Begin Material supplied
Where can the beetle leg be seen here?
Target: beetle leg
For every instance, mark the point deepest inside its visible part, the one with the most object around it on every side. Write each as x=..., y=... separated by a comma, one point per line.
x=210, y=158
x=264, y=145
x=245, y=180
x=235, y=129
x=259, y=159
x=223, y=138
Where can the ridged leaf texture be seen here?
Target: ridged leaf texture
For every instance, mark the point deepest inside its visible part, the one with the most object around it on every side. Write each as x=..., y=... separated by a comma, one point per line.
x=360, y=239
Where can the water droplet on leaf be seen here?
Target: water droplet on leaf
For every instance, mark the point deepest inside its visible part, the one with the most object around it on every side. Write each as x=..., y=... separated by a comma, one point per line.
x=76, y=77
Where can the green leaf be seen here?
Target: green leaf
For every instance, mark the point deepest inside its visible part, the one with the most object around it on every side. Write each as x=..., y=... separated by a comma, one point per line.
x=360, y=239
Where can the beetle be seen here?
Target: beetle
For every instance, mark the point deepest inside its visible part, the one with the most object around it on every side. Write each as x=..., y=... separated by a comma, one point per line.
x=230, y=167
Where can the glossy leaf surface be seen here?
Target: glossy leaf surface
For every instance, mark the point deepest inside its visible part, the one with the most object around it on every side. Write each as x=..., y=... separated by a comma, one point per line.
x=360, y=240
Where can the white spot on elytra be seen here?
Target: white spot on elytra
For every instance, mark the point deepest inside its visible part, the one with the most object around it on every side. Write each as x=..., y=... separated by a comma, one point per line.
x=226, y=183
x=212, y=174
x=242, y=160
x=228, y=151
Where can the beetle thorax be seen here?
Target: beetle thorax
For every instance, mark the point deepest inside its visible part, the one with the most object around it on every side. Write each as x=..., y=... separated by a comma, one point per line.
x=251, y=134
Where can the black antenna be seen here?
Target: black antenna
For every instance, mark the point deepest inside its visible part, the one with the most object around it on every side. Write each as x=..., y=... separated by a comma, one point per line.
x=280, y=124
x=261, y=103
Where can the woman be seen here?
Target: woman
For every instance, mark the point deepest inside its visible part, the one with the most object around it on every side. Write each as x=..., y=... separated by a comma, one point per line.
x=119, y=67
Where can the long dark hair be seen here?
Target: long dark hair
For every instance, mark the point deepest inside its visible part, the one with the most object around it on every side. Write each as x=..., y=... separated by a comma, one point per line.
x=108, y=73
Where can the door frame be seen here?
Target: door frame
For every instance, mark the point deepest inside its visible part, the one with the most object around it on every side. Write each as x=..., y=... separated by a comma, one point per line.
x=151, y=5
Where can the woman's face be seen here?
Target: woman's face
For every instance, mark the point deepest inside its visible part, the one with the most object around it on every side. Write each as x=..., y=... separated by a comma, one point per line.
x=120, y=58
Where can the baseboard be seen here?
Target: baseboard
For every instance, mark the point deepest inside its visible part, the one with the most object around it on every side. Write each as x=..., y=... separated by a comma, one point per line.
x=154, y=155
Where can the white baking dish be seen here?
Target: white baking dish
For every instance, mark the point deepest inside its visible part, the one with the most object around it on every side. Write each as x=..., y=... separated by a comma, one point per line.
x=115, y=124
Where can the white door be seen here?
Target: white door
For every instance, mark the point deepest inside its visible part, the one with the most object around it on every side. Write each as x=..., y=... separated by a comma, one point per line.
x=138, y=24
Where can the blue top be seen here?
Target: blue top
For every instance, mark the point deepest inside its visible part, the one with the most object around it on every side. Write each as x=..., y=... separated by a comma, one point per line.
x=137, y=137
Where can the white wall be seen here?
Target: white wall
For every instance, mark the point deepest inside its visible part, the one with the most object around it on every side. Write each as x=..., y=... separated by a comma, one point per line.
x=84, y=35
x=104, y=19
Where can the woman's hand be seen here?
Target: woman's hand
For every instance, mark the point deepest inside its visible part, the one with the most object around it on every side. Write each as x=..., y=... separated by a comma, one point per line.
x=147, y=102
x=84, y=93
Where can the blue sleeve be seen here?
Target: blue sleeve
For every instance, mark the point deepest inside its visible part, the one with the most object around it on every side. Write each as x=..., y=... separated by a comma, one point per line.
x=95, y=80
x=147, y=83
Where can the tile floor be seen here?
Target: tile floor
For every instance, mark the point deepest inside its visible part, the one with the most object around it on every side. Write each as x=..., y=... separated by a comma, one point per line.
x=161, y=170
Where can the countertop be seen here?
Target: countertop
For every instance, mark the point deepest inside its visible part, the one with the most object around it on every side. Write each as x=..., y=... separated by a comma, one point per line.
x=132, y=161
End Material supplied
◆ Work to do
Reproduce the listing above in full, substituting "occurrence" for every "instance" and leaving everything else unchanged.

◆ The response
Where can the beetle leg be seen here?
Target: beetle leg
For every occurrence, mark the point deepest inside its visible part, the one with the most object around it on every side. Write each as x=..., y=... separated by a comma, one point per line.
x=210, y=158
x=264, y=145
x=245, y=180
x=235, y=129
x=259, y=159
x=223, y=138
Where can the ridged leaf texture be seen here?
Target: ridged leaf texture
For every occurrence, mark the point deepest inside its visible part, the one with the most object around it on every side. Write each as x=..., y=... separated by a comma, one point per line.
x=360, y=239
Where can the water droplet on leaf be seen here?
Target: water droplet on leaf
For every occurrence, mark the point deepest inside its visible part, the one with the most object around it on every side. Write each as x=..., y=... separated by a comma, one point per line.
x=76, y=77
Where can the green leaf be seen here?
Target: green leaf
For every occurrence, mark the point deepest inside its visible part, the one with the most object around it on every side. Write each as x=..., y=... separated by a comma, one point per line.
x=360, y=239
Where can the beetle be seen here?
Target: beetle
For every occurrence, mark the point deepest inside its visible part, the one with the most object around it on every side. Write each as x=..., y=... separated by a comma, one point per line.
x=230, y=167
Where can the glossy leaf surface be seen here?
Target: glossy leaf surface
For every occurrence, mark the point deepest inside its visible part, the one with the most object around it on every side. Write each as x=..., y=... separated by a comma, one point per line.
x=360, y=240
Where can the white spot on elytra be seen here?
Target: white spot on elytra
For every occurrence, mark the point deepest inside its visible part, the one with the most object around it on every side. Write each as x=..., y=... separated by a comma, one point per line.
x=226, y=183
x=212, y=174
x=242, y=160
x=228, y=151
Where can the beetle thorax be seen here?
Target: beetle thorax
For every occurrence, mark the point deepest inside its visible part, the one with the most object around it on every side. Write each as x=..., y=... separated by a comma, one point per line.
x=251, y=134
Where can the black antenna be seen here?
Target: black antenna
For every occurrence, mark the point deepest inside its visible part, the one with the most object around it on every side. Write each as x=..., y=... separated by a comma, one point per line.
x=280, y=124
x=261, y=103
Where can the woman be seen here?
Target: woman
For every occurrence, mark the point deepest inside its visible part, the one with the most object around it on every side. Write each as x=..., y=... separated by a comma, one point per line.
x=119, y=67
Where can the long dark hair be seen here?
Target: long dark hair
For every occurrence, mark the point deepest inside its visible part, the one with the most object around it on every side. Write each as x=..., y=... separated by a comma, one point per line.
x=108, y=73
Where can the door frame be seen here?
Target: door frame
For every occurrence, mark the point deepest inside its visible part, the one with the most object around it on every side. Write each as x=..., y=... separated by a comma, one point per line.
x=151, y=5
Where can the woman's face be seen here?
Target: woman's face
For every occurrence, mark the point deepest inside its visible part, the one with the most object around it on every side. Write each as x=..., y=... separated by a comma, one point per line.
x=120, y=58
Where can the baseboard be seen here?
Target: baseboard
For every occurrence, mark the point deepest inside its visible part, the one with the most object around it on every side. Write each as x=..., y=... separated by a comma, one point per line.
x=154, y=155
Where can the white baking dish be seen here?
Target: white baking dish
For every occurrence, mark the point deepest inside its visible part, the one with the most object around it on every side. Write each as x=..., y=... separated by a comma, one point per line.
x=115, y=124
Where can the white door be seen here?
Target: white door
For every occurrence, mark the point deepest inside its visible part, the one with the most object around it on every side. Write each as x=..., y=... separated by a comma, one point per line.
x=138, y=24
Where can the blue top be seen here?
Target: blue top
For every occurrence, mark the point deepest inside its visible part, the one with the most object around it on every side. Write each as x=..., y=... separated by a comma, one point per line.
x=137, y=137
Where can the white wall be seen here?
Target: white wall
For every occurrence, mark the point deepest inside its visible part, the one with the most object around it on every side. Write each as x=..., y=... separated by a comma, one point per line.
x=84, y=35
x=104, y=19
Where can the woman's hand be seen here?
Target: woman's hand
For every occurrence, mark the point deepest inside its visible part, the one with the most object around it on every side. Write each as x=..., y=... separated by a comma, one point per line.
x=147, y=102
x=84, y=93
Where can the blue sleeve be seen here?
Target: blue sleeve
For every occurrence, mark the point deepest inside its visible part, the one with the most object around it on every side. Write each as x=..., y=... separated by a comma, one point per line.
x=95, y=80
x=147, y=83
Where can the tile floor be seen here?
Target: tile floor
For every occurrence, mark the point deepest inside its visible part, the one with the most object around it on every side. Write each as x=..., y=... separated by a comma, one point per line.
x=161, y=170
Where can the countertop be seen here?
Target: countertop
For every occurrence, mark the point deepest inside its visible part, the one with the most object around it on every side. Write each as x=..., y=... separated by a comma, one point per line.
x=132, y=161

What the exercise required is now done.